*SHORT EXERCISE*. Write out the part of the data that opens with the line containing "Give one point for each instance of the dark" and closes at the end of the data, requests included, shifting every coordinate in the answers by adding 25 to each number. Leave the pictures out of your version.

[Saved data entries]
-------
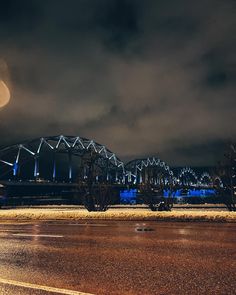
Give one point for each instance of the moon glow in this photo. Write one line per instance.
(4, 94)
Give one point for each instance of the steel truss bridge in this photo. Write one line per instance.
(76, 161)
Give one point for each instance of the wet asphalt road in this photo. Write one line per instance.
(118, 258)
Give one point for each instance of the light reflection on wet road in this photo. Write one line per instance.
(119, 257)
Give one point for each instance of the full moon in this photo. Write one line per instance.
(4, 94)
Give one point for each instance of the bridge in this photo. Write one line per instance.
(68, 165)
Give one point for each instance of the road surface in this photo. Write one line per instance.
(117, 258)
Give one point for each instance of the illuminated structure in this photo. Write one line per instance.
(72, 161)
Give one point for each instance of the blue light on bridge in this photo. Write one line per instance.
(128, 196)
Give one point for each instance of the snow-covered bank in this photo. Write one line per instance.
(114, 214)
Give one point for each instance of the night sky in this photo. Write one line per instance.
(141, 77)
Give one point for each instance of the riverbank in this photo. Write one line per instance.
(31, 214)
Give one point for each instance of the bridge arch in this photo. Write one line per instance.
(205, 179)
(187, 177)
(29, 160)
(148, 170)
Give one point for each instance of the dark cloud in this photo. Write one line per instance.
(153, 78)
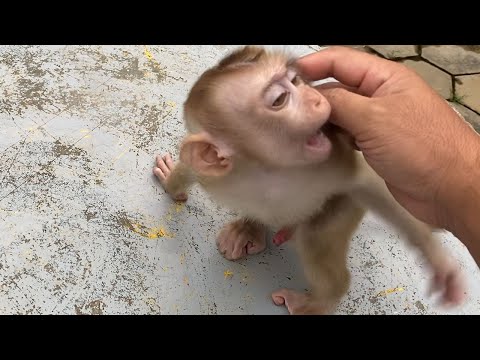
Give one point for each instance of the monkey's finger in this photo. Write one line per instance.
(162, 165)
(158, 173)
(351, 67)
(169, 161)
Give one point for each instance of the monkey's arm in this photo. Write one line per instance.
(176, 179)
(374, 194)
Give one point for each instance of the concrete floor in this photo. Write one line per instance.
(86, 229)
-------
*CORRECT OUTPUT*.
Give one point for each instance of the dark cloud in this photo. Write one line per instance.
(178, 103)
Give one point for each instance of the monkey's finger in this photo. Write one line per instance.
(187, 190)
(183, 198)
(376, 92)
(194, 186)
Give one point for each instance of the monkey's arm in this photo. Write one line per instance.
(201, 204)
(399, 219)
Give one point for each instance of the concrete floor in this photo. Write one line per instance.
(111, 254)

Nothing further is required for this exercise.